Quoted text:
______
I self-designed six classes while at Lawrence, five of which supported this project my senior year. From Performance Art History (Elizabeth Carlson), Feminism and Music (Julie McQuinn), Arts Administration (Dean Pertl), and Modern Performance Practice (Copeland Woodruff and Margaret Paek), ideas emerged. In truth, I struggled and rebelled quite a bit at Lawrence. I was frustrated with the conservative limitations of classical music, traditional politics, and lack of artistic agency. But, the bottom line is that, with determination, I found the support and resources I needed at Lawrence and ultimately forged my own path.
We also feel unseen because there are no images alive to reflect out wholeness and variety. But where shall we look for symbols to suggest the full mystery and potency of the feminine and to provide images as models for personal life?...Inana-Ereshkigal, Kali, Isis...So I look always for the darker power hidden in their stores—the gorgon aspect of Athena, the underworld Aphrodite, Urania, the Black Demeter...” - Syliva Perera
The name Lilith signifies subversion, the fierce feminine, embodiment, and self-determination. The name, derived from Kiki Smith’s sculpture of the goddess, prompted my interest in the Hebrew Bible myth and immediately appealed to my all-male bandmates, who engaged in our rehearsals with earnest support and curiosity. There was no distinction between theory and practice: our rehearsals invariably became discussions around gender and music and Susan McClary’s theories while we debated gender essentialism...When I told the group that JP Merz (“the be able to be not”) and I wanted to stage his piece using flashlights as a metaphor for the male gaze or that I envisioned Brad Well’s piece (“There are days like this…”) with me singing into mirrors as all four of them stared me down, they were all in. It was and is a marvelous thing to have a conversation about gender with such multiplicity of personal perspectives and, above all, mutual respect and listening.
Tech Week was an insane feat of scheduling between band members, stage managers, video artists, stagehands, and sound engineers, with rehearsals lasting late into the night. When performance day came, I felt the calm of nothingness: the process was much more for us; the performance, some uncontrollable thing. It wasn’t our best run—I was a bit nervous with the choreography, we missed a few lighting cues—but we moved people.
The summer after graduation, Lilith recorded our studio album at Lawrence. Once mastered, we shopped the record around to contemporary classical labels. This took many months, and the wait felt futile—in fact, we were told by quite a few well-meaning mentors that it was futile. During that long period of waiting, I felt impatient and jaded, increasingly needing closure on the project I’d devoted my life to for two years.
______
(Labeled-object pointing entries)
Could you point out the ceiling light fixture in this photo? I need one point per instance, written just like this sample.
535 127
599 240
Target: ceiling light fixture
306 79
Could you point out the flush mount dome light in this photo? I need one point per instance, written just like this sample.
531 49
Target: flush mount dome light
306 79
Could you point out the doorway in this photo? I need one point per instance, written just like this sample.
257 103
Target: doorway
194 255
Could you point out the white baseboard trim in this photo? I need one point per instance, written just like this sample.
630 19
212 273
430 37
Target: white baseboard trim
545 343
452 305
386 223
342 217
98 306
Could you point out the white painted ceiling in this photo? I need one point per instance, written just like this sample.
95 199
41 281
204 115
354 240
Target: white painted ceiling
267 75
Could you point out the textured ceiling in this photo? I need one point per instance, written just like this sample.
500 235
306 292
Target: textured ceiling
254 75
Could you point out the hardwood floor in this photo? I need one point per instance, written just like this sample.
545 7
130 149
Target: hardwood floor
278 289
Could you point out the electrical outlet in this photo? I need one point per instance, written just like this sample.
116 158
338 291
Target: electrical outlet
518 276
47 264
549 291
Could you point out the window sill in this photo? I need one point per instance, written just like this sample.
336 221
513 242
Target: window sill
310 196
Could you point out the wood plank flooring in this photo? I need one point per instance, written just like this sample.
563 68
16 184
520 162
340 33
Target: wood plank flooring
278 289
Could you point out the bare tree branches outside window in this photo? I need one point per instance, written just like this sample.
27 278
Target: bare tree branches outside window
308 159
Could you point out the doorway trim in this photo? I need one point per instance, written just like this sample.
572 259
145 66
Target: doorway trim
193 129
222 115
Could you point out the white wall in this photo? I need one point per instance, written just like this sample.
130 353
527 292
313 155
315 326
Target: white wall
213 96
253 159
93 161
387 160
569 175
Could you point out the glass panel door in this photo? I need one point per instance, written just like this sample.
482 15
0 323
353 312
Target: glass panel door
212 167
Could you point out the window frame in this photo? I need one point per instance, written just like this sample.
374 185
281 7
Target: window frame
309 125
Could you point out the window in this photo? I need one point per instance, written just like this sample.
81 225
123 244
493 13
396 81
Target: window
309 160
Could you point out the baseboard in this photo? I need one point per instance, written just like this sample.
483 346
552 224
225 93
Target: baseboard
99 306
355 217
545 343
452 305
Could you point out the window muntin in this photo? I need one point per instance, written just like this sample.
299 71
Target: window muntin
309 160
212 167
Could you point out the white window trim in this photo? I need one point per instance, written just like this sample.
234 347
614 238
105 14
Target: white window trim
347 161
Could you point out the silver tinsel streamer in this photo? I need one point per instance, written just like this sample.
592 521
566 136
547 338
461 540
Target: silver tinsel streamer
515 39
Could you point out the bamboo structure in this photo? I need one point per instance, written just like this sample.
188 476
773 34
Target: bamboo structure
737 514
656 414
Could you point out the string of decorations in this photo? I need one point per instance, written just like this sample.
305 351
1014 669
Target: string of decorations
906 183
______
Task requirements:
1. Answer from the piece about the Lilith project:
(a) How many classes did the writer self-design at Lawrence?
(b) Whose sculpture was the name Lilith derived from?
(c) When did Lilith record its studio album?
2. Render the entries as a JSON list of strings, one string per line, from the line with "Could you point out the bamboo" up to and including the last line of the entries. Leave out blank lines.
The piece about the Lilith project and the entries are separate material.

Worked solutions:
1.
(a) Six.
(b) Kiki Smith's.
(c) The summer after graduation.

2.
[
  "Could you point out the bamboo structure in this photo? I need one point per instance, written just like this sample.",
  "188 476",
  "773 34",
  "Target: bamboo structure",
  "737 514",
  "656 414",
  "Could you point out the string of decorations in this photo? I need one point per instance, written just like this sample.",
  "305 351",
  "1014 669",
  "Target: string of decorations",
  "906 183"
]